- Requirements: Scan the records for the line containing "Check that every instance of the palm"; extract it and all later lines, verbatim, through the end, and nothing before it.

--- begin ---

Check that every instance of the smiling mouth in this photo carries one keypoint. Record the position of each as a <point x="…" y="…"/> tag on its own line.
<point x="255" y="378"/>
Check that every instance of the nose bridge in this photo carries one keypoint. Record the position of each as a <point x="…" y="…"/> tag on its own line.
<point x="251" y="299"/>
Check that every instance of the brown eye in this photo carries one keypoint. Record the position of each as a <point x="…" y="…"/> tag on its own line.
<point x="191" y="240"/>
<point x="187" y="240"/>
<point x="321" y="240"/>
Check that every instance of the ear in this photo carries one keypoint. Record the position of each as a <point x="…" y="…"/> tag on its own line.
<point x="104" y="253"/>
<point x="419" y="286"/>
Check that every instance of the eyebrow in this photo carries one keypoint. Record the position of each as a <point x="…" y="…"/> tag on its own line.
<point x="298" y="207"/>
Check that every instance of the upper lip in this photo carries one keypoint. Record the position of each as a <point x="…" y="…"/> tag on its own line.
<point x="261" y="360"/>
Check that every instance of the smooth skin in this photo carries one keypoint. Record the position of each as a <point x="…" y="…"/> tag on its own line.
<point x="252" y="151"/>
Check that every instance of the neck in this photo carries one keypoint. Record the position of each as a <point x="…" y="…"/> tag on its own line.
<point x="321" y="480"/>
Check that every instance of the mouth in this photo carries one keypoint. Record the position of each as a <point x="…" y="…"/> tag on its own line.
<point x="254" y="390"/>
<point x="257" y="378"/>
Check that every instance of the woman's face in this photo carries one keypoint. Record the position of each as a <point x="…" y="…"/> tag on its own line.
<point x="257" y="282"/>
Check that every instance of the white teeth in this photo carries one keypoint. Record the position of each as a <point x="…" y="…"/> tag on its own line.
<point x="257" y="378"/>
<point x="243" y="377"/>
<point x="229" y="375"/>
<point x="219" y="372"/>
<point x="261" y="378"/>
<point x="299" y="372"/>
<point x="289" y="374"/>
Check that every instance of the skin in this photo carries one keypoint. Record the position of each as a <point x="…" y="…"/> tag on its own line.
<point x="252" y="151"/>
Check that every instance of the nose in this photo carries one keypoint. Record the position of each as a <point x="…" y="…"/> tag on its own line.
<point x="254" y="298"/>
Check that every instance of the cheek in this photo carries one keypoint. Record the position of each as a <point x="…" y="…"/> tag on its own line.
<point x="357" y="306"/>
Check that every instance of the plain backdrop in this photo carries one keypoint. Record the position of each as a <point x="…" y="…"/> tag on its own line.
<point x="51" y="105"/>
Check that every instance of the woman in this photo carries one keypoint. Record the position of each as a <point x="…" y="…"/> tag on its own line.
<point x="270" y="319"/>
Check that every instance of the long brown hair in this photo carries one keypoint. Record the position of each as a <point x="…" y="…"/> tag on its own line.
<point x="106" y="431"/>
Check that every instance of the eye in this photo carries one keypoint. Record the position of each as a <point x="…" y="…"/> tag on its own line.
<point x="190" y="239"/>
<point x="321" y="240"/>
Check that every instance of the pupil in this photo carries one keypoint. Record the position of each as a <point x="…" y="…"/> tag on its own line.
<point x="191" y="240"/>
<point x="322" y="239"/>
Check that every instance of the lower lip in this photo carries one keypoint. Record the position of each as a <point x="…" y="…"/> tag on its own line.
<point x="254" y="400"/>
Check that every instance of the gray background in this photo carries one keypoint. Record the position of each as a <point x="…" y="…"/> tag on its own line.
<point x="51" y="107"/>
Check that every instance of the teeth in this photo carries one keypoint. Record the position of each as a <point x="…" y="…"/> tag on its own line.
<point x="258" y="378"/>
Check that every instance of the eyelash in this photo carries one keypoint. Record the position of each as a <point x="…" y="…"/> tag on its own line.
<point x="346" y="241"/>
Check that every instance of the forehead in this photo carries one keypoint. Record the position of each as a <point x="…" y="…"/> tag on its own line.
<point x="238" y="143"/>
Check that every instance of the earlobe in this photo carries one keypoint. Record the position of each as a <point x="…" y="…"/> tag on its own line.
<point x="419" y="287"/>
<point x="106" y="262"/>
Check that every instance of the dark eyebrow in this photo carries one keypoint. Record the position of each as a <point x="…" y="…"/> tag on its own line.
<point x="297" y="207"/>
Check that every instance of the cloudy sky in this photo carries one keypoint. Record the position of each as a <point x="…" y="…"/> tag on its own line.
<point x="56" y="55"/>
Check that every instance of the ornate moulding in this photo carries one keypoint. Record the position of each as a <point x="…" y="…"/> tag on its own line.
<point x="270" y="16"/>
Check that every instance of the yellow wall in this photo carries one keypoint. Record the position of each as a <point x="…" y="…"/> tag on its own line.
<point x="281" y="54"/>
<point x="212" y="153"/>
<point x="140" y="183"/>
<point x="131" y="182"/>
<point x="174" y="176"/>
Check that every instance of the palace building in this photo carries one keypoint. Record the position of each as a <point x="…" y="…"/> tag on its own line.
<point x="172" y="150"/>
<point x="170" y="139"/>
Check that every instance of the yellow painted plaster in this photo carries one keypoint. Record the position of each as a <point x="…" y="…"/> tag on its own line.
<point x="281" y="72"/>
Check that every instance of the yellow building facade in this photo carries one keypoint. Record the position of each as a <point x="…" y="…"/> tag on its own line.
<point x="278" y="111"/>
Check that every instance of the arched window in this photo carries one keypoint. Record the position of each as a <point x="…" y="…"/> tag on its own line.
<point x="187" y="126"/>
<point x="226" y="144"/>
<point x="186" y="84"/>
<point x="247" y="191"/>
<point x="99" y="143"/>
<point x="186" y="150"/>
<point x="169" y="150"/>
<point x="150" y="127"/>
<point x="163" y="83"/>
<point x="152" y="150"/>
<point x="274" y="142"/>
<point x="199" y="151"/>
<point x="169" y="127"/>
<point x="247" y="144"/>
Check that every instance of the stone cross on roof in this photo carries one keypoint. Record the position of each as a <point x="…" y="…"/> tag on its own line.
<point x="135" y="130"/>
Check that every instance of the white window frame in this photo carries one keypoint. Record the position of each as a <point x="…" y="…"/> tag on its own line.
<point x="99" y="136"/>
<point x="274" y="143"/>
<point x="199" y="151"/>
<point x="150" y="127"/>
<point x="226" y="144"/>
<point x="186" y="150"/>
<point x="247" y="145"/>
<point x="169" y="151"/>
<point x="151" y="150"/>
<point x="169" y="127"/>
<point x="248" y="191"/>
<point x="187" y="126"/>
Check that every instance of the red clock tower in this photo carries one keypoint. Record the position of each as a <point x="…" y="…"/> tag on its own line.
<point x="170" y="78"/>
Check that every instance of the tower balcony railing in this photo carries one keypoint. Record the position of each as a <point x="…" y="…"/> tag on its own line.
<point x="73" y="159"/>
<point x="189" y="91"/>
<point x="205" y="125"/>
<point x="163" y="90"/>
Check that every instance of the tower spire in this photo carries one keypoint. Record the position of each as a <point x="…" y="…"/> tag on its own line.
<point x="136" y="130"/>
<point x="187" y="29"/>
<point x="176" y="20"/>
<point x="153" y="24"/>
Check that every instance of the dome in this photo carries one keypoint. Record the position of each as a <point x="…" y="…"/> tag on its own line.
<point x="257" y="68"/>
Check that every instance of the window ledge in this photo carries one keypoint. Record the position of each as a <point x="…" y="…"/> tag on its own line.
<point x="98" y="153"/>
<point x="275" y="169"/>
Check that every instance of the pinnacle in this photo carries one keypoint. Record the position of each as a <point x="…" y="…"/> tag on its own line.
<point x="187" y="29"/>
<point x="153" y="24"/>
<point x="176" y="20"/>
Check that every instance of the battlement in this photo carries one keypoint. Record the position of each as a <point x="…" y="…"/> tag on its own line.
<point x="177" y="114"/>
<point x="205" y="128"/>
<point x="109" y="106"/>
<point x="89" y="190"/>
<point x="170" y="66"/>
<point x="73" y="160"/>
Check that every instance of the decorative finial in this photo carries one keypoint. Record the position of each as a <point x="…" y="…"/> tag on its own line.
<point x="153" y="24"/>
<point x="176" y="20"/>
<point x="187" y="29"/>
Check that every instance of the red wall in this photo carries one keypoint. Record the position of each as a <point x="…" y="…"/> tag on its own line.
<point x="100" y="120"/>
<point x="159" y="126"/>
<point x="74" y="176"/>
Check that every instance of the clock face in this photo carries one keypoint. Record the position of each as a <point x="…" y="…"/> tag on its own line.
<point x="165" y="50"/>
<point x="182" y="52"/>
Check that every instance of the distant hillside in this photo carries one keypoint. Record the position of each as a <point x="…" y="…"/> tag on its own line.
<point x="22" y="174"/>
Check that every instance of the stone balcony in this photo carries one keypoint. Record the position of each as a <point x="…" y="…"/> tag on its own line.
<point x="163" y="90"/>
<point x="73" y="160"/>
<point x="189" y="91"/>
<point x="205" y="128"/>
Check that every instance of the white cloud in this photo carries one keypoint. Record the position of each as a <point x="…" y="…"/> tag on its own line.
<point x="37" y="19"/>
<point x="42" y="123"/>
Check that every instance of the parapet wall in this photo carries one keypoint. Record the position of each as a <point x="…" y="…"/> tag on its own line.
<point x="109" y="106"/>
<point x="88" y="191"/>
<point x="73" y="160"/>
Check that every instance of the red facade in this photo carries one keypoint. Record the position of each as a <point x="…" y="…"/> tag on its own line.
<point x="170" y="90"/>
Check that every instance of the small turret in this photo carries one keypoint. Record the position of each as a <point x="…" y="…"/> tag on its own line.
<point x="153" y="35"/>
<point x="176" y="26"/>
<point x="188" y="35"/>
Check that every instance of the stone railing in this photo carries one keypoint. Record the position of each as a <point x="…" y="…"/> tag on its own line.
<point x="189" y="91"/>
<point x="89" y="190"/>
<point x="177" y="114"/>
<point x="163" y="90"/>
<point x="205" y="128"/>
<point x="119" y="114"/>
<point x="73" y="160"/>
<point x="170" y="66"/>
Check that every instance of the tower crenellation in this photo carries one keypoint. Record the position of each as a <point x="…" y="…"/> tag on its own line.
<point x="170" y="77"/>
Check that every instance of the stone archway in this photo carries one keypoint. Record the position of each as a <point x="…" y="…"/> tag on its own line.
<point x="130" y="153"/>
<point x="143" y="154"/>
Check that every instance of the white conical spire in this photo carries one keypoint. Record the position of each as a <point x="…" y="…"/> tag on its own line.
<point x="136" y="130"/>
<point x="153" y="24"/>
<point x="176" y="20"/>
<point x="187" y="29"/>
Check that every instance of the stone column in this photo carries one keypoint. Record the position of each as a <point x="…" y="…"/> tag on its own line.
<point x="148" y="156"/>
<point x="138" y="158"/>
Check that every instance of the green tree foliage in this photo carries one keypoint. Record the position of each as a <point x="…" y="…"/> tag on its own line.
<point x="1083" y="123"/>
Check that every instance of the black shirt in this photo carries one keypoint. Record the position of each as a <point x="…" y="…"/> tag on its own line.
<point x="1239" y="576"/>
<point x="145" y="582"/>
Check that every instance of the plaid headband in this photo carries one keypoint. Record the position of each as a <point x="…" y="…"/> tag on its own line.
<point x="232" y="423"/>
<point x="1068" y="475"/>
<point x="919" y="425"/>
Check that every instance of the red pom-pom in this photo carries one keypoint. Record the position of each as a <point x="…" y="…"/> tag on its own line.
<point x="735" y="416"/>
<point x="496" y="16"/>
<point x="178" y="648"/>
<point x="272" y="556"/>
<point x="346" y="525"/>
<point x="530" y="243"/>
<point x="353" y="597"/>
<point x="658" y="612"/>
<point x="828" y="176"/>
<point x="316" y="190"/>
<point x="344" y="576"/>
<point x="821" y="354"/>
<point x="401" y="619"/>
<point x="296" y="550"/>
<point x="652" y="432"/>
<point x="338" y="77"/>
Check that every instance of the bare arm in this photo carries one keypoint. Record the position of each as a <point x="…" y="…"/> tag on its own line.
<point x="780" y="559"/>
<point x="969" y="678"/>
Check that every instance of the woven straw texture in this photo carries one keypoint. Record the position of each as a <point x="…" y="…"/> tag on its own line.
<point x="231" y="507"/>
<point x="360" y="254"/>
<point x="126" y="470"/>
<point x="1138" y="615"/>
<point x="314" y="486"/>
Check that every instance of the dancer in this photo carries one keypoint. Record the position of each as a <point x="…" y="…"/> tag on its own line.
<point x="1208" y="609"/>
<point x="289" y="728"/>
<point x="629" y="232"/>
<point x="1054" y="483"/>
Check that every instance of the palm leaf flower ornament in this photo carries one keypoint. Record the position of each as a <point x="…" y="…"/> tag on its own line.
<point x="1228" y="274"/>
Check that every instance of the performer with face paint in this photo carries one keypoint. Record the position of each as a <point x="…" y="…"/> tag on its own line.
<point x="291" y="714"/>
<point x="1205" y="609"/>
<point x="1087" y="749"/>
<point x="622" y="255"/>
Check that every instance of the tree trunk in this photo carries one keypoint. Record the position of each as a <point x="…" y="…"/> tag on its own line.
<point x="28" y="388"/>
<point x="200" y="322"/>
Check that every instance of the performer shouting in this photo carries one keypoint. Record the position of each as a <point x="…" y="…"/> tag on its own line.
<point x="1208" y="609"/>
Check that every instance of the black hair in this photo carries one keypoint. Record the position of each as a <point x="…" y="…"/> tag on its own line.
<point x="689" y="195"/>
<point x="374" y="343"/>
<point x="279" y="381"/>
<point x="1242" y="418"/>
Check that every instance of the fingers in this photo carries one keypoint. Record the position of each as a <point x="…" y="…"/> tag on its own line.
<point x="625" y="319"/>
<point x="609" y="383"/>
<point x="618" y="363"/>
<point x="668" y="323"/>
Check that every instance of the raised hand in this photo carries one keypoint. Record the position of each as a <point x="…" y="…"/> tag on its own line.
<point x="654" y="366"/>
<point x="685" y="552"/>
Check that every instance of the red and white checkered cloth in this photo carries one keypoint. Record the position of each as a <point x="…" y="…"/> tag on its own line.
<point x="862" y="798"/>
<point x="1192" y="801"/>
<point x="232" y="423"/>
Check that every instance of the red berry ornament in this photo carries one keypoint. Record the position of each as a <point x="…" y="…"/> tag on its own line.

--- end ---

- Task output:
Check that every instance of the palm leaf flower ornament in this photo carries one keypoint. Record the position of each as a <point x="…" y="…"/> tag on its own line.
<point x="1228" y="274"/>
Check that every instance of the performer with face paint in this photo carries one keypoint. Record the position of each as a <point x="…" y="…"/> tag on its own line.
<point x="291" y="714"/>
<point x="1205" y="609"/>
<point x="1087" y="749"/>
<point x="622" y="255"/>
Check that every instance of the tree trunk in this photo carries one keypoint. Record the position of each as a <point x="…" y="…"/> tag on its own line.
<point x="28" y="388"/>
<point x="200" y="322"/>
Check that every instance of the performer shouting in this photo carries one keypoint. Record the position of each as a <point x="…" y="…"/> tag on its own line.
<point x="1208" y="609"/>
Check that every instance of the black hair in this photo carries one keypoint. Record the position of each as a <point x="…" y="…"/> tag on its own line.
<point x="689" y="195"/>
<point x="374" y="343"/>
<point x="279" y="381"/>
<point x="1242" y="418"/>
Check that every instance of the fingers in this photo carries one keypoint. Record the position of each as a <point x="…" y="…"/> tag on its own line.
<point x="625" y="319"/>
<point x="609" y="383"/>
<point x="618" y="363"/>
<point x="668" y="323"/>
Check that every instance of the raised hand in this photo carries one keypoint. Record the position of each as a <point x="…" y="…"/> tag on its own line.
<point x="654" y="366"/>
<point x="685" y="552"/>
Check that every instance of the red and white checkered cloth in this photo carries one keypoint. Record the position of each as a <point x="…" y="…"/> tag on its own line.
<point x="862" y="798"/>
<point x="1192" y="801"/>
<point x="232" y="423"/>
Check that every instance of the red berry ornament in this photo carries one keypoint. Record the position of each as a <point x="…" y="…"/> tag on its own line.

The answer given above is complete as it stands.